Passage to read »
'''

Learn how to make Francesco Mazzei's broad bean puree with cicoria.

Photograph by Simone Petulla

Francesco Mazzei’s broad bean puree with cicoria recipe

Not to be confused with chicory, or endive as it’s also known, cicoria can be swapped for dark, bitter greens such as cavolo nero, dandelion leaf or leafy chicory.

Serves: 4
Takes: 3 hrs, plus 12 hrs soaking

500g dry broad beans
1kg cicoria
½ clove garlic, chopped
1 small red chilli, sliced
1 tbsp extra virgin olive oil
black fennel seeds

Soak the dry broad beans in water overnight, then drain and rinse under running water.
2. Transfer to a pot, cover with water and simmer for 2 hrs, scooping off any foam that forms on top. If it gets too dry, add some hot water.
3. When the beans are soft, add a few pinches of salt and cook for 5 mins more, then blend to a thick puree or crush and hand-whisk for a more rustic consistency.
4. Boil a pot of salted water. Cook the cicoria for 2-3 mins; drain and cool in iced water.
5. Heat the olive oil in a frying pan set over a medium heat. Fry the garlic and chilli until the garlic is golden, then add the cicoria. Season with salt and cook for a couple more minutes.
6. Serve the cicoria and puree, and top with the fennel seeds.

Taken from Mezzogiorno: Recipes from Southern Italy (£25, Cornerstone)

Giorgio Locatelli is owner of Locanda Locatelli in London.

'''

[Pointing records for named objects]
'''

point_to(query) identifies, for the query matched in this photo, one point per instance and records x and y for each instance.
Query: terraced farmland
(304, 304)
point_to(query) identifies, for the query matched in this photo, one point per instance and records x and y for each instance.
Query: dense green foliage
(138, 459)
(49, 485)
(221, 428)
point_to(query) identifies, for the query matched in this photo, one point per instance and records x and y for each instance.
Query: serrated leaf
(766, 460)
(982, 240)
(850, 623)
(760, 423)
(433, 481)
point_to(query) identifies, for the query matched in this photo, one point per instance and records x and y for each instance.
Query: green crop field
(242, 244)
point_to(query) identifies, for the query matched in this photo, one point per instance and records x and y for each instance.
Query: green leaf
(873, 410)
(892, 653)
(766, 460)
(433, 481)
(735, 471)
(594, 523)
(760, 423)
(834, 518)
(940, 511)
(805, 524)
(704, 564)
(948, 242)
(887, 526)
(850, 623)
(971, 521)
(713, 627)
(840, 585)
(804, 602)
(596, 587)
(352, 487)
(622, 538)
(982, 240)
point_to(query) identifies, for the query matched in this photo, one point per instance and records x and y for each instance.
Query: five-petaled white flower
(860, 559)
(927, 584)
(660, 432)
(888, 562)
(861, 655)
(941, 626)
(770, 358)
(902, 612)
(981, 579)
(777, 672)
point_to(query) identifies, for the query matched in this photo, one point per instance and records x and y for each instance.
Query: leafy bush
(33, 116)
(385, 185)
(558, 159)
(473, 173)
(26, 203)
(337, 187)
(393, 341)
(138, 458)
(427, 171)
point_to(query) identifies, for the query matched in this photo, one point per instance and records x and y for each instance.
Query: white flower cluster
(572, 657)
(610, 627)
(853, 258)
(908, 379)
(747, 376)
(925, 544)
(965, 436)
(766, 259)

'''

What is asked » Repeat the part of the broad bean recipe from "2. Transfer to" up to and including "in iced water.", word for word. The records were taken from a separate source, unrelated to the broad bean recipe.

Expected answer »
2. Transfer to a pot, cover with water and simmer for 2 hrs, scooping off any foam that forms on top. If it gets too dry, add some hot water.
3. When the beans are soft, add a few pinches of salt and cook for 5 mins more, then blend to a thick puree or crush and hand-whisk for a more rustic consistency.
4. Boil a pot of salted water. Cook the cicoria for 2-3 mins; drain and cool in iced water.